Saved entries
++++++++++++++++++++
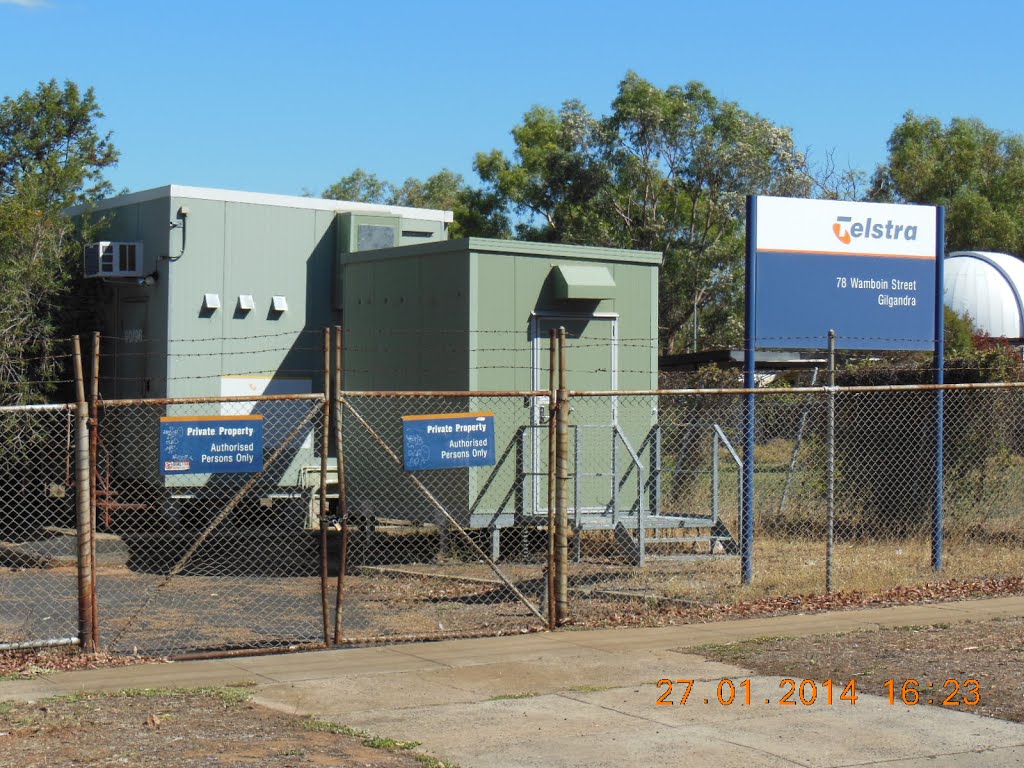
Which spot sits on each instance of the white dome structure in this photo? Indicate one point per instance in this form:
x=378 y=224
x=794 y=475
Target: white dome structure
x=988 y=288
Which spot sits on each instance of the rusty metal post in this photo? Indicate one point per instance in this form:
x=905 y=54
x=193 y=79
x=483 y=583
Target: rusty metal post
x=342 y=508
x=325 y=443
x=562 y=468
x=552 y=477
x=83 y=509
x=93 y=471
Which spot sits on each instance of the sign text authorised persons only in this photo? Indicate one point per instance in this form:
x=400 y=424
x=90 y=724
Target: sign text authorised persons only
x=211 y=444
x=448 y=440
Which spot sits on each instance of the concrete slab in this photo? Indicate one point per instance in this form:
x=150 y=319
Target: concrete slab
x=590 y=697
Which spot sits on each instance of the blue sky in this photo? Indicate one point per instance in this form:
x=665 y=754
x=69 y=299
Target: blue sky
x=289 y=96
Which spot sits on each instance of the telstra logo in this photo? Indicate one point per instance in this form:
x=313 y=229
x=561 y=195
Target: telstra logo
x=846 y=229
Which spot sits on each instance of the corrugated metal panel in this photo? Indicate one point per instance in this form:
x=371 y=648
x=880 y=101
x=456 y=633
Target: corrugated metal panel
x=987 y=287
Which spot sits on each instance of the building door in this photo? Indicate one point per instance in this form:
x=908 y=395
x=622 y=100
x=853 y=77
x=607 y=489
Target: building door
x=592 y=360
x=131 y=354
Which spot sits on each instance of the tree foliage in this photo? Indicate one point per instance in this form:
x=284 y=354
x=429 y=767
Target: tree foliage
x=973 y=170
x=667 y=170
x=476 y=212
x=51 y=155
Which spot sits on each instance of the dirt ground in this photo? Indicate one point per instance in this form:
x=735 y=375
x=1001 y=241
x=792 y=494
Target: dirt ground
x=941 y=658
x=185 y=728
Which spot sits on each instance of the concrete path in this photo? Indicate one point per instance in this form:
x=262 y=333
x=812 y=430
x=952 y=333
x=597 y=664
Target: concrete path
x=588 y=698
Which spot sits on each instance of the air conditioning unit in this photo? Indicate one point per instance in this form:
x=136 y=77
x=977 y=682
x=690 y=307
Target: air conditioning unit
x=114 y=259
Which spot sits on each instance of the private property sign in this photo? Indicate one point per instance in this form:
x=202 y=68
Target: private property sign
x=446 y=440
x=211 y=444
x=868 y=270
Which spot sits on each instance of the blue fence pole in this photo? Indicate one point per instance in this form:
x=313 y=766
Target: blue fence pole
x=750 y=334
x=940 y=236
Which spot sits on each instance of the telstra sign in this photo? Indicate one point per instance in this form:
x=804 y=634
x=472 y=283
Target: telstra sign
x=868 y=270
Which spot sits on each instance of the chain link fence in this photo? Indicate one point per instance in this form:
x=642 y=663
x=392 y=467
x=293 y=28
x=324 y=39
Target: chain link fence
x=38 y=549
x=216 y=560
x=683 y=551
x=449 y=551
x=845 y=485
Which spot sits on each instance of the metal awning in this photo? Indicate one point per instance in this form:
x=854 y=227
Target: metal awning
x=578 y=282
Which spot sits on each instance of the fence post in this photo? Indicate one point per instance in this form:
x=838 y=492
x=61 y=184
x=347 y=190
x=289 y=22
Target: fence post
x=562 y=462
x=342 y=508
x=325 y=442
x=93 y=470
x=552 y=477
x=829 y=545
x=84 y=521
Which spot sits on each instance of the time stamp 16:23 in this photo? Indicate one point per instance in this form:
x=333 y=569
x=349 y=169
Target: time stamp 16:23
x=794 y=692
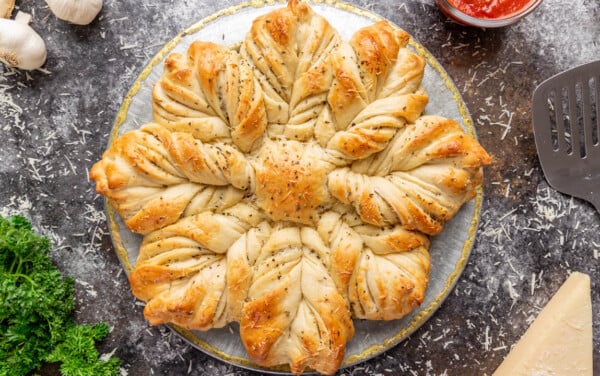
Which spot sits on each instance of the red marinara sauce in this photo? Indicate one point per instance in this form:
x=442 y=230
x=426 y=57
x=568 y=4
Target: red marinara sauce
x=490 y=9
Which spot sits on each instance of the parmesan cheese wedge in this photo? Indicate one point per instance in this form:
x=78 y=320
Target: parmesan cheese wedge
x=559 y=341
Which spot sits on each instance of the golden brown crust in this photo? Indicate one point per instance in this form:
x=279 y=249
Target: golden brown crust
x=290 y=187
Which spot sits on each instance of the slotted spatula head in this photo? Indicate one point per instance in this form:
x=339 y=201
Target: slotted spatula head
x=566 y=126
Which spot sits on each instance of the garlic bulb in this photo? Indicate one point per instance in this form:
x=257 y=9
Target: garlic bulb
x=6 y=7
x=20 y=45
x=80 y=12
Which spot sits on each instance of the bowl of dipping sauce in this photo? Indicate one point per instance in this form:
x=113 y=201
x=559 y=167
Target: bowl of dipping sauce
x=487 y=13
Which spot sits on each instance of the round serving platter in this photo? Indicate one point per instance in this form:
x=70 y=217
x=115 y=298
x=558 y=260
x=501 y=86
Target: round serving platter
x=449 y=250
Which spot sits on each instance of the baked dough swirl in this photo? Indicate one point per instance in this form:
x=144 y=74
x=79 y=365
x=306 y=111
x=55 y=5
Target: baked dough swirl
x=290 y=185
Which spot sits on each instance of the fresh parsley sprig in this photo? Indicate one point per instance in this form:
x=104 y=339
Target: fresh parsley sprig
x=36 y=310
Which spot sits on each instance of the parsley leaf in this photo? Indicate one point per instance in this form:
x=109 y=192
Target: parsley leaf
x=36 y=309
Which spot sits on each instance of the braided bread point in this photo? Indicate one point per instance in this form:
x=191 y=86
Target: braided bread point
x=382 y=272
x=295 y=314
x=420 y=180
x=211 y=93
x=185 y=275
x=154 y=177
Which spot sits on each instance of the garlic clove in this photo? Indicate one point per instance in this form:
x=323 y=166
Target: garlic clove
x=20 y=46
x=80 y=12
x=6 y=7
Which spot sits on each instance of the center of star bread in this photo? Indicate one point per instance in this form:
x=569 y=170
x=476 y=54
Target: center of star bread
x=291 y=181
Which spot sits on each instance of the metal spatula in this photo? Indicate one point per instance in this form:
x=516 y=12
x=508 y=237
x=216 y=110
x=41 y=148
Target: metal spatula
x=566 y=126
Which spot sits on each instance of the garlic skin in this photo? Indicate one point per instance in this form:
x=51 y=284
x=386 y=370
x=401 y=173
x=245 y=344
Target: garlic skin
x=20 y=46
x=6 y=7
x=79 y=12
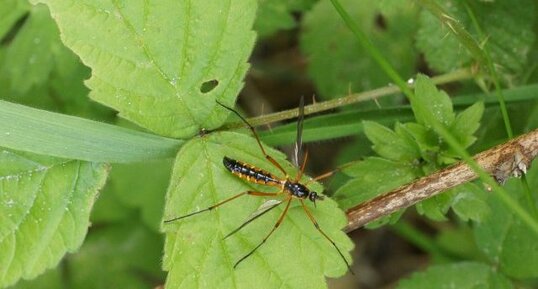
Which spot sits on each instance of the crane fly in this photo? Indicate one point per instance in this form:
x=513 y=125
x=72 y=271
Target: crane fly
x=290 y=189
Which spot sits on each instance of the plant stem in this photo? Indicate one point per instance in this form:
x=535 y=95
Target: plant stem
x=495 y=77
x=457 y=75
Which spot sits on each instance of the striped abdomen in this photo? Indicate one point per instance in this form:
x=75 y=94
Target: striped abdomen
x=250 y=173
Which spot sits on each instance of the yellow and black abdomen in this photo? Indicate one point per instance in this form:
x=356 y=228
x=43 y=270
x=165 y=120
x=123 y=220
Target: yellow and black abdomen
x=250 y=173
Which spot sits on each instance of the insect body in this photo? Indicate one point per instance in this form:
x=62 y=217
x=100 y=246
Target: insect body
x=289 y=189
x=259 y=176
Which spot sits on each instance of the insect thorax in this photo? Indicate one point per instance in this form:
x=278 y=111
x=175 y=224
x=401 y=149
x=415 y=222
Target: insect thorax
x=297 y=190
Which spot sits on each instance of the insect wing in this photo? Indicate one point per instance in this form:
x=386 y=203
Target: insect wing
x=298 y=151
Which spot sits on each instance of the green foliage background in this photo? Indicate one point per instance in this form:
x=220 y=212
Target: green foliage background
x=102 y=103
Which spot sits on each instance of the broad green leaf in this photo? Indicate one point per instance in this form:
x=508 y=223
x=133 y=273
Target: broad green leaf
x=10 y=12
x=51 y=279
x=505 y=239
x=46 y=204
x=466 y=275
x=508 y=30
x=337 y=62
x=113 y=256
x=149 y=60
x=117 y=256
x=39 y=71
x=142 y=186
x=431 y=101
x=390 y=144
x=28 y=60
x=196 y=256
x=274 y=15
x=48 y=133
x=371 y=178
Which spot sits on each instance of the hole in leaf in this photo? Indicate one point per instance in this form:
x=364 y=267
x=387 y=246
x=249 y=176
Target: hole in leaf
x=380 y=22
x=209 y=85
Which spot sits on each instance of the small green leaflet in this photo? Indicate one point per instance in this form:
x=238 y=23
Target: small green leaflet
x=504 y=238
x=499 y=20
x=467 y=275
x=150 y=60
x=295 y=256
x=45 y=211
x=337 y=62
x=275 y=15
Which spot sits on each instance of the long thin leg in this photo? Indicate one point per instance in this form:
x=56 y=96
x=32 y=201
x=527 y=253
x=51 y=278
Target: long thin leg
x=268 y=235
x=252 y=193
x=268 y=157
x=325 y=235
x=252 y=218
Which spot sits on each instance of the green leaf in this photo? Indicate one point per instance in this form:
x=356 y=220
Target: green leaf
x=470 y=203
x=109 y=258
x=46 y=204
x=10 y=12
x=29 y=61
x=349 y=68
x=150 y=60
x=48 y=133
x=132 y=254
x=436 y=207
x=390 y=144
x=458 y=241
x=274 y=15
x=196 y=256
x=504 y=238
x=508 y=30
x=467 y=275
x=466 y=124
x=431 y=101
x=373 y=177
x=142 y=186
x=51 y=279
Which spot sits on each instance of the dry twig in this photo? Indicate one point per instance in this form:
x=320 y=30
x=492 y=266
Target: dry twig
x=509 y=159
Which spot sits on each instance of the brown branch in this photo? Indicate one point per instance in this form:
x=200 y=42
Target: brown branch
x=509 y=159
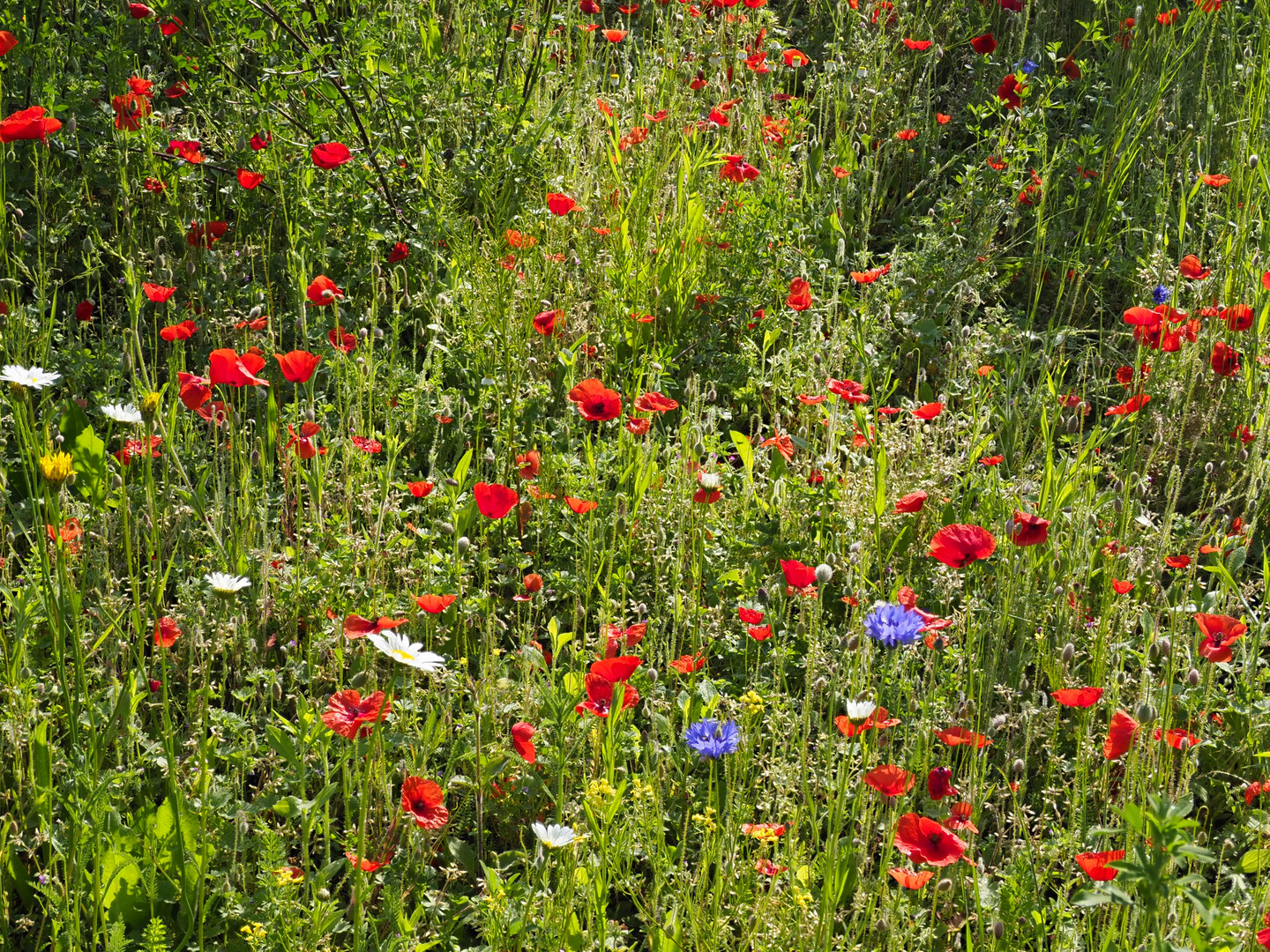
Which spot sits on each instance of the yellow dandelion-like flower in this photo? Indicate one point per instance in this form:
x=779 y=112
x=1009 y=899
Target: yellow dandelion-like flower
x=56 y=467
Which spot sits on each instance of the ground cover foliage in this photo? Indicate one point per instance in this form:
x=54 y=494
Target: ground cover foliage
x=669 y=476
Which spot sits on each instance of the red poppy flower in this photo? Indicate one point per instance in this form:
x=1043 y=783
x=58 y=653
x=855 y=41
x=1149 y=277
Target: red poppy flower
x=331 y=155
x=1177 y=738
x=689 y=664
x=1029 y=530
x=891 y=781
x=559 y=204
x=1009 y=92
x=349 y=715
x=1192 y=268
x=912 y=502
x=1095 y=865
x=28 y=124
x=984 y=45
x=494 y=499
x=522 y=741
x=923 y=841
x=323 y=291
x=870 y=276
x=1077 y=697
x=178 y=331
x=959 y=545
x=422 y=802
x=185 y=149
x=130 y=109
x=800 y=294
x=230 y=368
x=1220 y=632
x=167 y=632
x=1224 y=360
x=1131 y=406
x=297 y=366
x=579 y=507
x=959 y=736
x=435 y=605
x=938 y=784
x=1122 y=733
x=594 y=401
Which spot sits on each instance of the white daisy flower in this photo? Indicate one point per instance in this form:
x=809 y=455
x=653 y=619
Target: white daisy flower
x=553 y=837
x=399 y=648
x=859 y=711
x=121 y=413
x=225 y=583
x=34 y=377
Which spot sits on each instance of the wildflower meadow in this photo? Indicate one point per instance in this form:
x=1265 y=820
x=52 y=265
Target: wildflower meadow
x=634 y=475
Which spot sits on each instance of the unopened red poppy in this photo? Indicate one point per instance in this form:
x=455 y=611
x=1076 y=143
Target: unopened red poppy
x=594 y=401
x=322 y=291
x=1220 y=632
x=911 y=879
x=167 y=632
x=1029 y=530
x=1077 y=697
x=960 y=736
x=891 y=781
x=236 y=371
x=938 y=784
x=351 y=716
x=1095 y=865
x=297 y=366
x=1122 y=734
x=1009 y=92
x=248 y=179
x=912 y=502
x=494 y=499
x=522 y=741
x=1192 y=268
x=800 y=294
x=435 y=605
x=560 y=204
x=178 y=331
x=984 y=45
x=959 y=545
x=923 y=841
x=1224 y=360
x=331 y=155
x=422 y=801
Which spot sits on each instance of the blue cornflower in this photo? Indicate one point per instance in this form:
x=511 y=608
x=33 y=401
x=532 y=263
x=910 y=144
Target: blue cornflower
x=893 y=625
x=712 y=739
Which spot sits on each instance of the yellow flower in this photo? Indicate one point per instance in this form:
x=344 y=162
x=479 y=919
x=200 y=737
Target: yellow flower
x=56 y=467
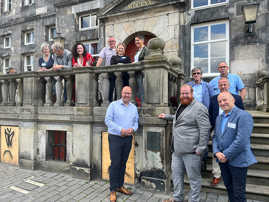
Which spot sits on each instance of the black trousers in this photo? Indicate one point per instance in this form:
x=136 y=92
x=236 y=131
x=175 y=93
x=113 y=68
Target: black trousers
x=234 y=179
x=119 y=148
++++++++++++++++++++
DIRECTIONS FOR THIS TASK. The required output is the stretch of entries above from the line containing "x=220 y=212" through the line containing "x=356 y=220", reproduced exactly.

RESPONSE TO THIS EXERCISE.
x=220 y=212
Target: green foliage background
x=102 y=103
Which spot sits on each instance of the broad green leaf in this photo? Indicate one point per instance in this form:
x=508 y=223
x=133 y=273
Target: broad green leaf
x=10 y=12
x=51 y=279
x=505 y=239
x=46 y=204
x=466 y=275
x=508 y=30
x=337 y=62
x=113 y=256
x=149 y=60
x=117 y=256
x=39 y=71
x=142 y=186
x=431 y=101
x=390 y=144
x=28 y=60
x=196 y=256
x=274 y=15
x=48 y=133
x=371 y=178
Which spot sits on each instance of the hole in leaf in this photo? Indicate one point per instance in this form:
x=364 y=267
x=387 y=246
x=249 y=176
Target: hole in leaf
x=380 y=22
x=209 y=85
Which spot sits on each instance of the small green leaflet in this photo? Indicate one point per instance in this form:
x=238 y=23
Target: small green leaflet
x=504 y=238
x=499 y=20
x=467 y=275
x=150 y=60
x=295 y=256
x=45 y=211
x=337 y=62
x=275 y=15
Which spot sits on each instance of the long thin leg in this photo? Indicate one point per instance in this form:
x=56 y=96
x=32 y=201
x=527 y=253
x=51 y=278
Target: long thin leg
x=268 y=235
x=252 y=193
x=268 y=157
x=325 y=235
x=252 y=218
Which spot sits on each instance of the green leaf in this photo? Indicate one point per instance in this form:
x=356 y=220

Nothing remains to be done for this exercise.